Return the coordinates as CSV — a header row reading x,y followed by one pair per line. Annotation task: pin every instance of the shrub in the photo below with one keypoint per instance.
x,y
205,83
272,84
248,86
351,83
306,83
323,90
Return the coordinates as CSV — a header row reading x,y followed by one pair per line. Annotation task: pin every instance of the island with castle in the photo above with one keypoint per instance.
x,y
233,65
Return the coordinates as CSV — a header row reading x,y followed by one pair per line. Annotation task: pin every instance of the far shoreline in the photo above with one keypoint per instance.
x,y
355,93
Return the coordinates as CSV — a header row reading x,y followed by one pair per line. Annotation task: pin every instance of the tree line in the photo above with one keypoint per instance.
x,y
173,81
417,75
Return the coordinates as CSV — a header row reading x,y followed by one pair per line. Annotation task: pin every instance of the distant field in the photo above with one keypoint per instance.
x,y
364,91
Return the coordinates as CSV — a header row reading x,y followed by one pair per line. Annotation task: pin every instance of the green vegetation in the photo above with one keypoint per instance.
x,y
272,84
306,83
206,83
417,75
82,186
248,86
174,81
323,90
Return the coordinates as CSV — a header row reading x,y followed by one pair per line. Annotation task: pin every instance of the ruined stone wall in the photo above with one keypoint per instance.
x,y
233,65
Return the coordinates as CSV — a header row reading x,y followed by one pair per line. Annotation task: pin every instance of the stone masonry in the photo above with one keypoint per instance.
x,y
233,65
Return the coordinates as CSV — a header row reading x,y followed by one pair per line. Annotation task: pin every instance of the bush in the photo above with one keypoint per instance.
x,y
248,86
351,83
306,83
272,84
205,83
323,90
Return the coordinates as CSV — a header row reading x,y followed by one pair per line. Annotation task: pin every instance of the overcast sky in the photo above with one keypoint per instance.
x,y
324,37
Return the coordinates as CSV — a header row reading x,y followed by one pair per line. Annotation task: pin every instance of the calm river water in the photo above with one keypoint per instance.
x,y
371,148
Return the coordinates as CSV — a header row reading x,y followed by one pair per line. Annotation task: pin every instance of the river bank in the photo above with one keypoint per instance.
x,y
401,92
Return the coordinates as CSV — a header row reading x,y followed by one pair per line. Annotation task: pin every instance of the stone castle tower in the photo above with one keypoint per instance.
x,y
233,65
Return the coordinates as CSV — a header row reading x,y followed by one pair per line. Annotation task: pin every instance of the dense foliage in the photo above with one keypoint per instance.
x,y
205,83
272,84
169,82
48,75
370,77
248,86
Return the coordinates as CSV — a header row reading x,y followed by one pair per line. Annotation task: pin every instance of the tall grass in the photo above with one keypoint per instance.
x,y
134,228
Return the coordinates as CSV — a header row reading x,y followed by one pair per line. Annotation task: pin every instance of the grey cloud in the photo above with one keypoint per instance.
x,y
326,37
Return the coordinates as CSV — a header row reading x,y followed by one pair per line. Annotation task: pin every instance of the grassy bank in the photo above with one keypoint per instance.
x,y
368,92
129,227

★ ★ ★

Output an exact copy of each record.

Return the coordinates as CSV — a header row reading x,y followed by one pair per line. Annotation task: pin every instance of the shrub in the photo below with one keypoint per instance.
x,y
205,83
272,84
248,86
351,83
306,83
323,90
Return the coordinates as CSV — a header row reading x,y followed by one pair per line. Annotation task: pin every instance of the island with castle in the photo above with one keypoint per instance.
x,y
233,65
Return the coordinates as CSV — a header row reading x,y followed by one pair per line. Annotation task: pin every instance of the far shoreline in the photo above with one keypoint per instance.
x,y
355,93
Return the coordinates as CSV — a header row reading x,y followed by one pair per line. Annotation task: pin every instance of the tree line in the photo above with one keypoint per instance.
x,y
173,81
417,75
Return the coordinates as CSV — a header row reading x,y followed by one pair per line. Annotation task: pin every instance of the distant field in the photo above with one keypoint per instance.
x,y
364,91
Return the coordinates as CSV — a header row reading x,y followed by one pair per line. Annotation task: pin every instance of the green vegetation in the photo above with one keypoint per instance.
x,y
272,84
306,83
206,83
417,75
82,186
248,86
174,81
323,90
Return the coordinates as CSV — a header row reading x,y followed by one pair per line. Annotation task: pin every instance of the ruined stone wall in the photo above with one keypoint per instance.
x,y
233,65
Return the coordinates as CSV — a header row reading x,y followed by one pair per line. Annotation task: pin every instance of the stone masonry in the photo above with one keypoint per instance.
x,y
233,65
Return the coordinates as CSV — a header row reading x,y followed by one pair per line. Annotation task: pin every instance of the bush in the photo above with one keypoint per instance.
x,y
248,86
351,83
306,83
272,84
205,83
323,90
Return the coordinates as CSV — a header row reading x,y followed by one pair per line. Annotation task: pin every instance of the overcast sky in the photo above with one keypoint per instance.
x,y
324,37
Return the coordinates as CSV — a header row reading x,y followed by one pair per line. Annotation task: pin every instance of the calm river water in the photo above with one keypoint per instance.
x,y
371,148
Return the coordinates as CSV — a header row reading x,y followed by one pair per line. Annotation task: pin every instance of the river bank in the photo above with one keypoint per instance.
x,y
401,92
Return the coordinates as CSV — a header row reading x,y followed by one pair per line. Annotation task: pin every instance of the stone castle tower in the photo above with one keypoint per instance.
x,y
233,65
Return the coordinates as CSV — a header row reading x,y followed by one pair per line. Annotation task: pin every instance of the dense foliage in the photo above with one keypoint per instance.
x,y
205,83
272,84
169,82
48,75
370,77
248,86
Return the coordinates as CSV — a header row reading x,y followed by one pair per line. Annotation task: pin every instance of the tall grass in the photo above with one keypoint per instance.
x,y
134,228
Return the coordinates as CSV — a header row reading x,y followed by one pair per line. Annotation task: pin every instance of the grey cloud in the photo above with one keypoint per instance.
x,y
326,37
Return the coordinates as CSV — a header row reading x,y followed by one pair per line. Annotation task: pin every instance of the grassy bank in the photo above with one keypoint per instance.
x,y
368,92
129,227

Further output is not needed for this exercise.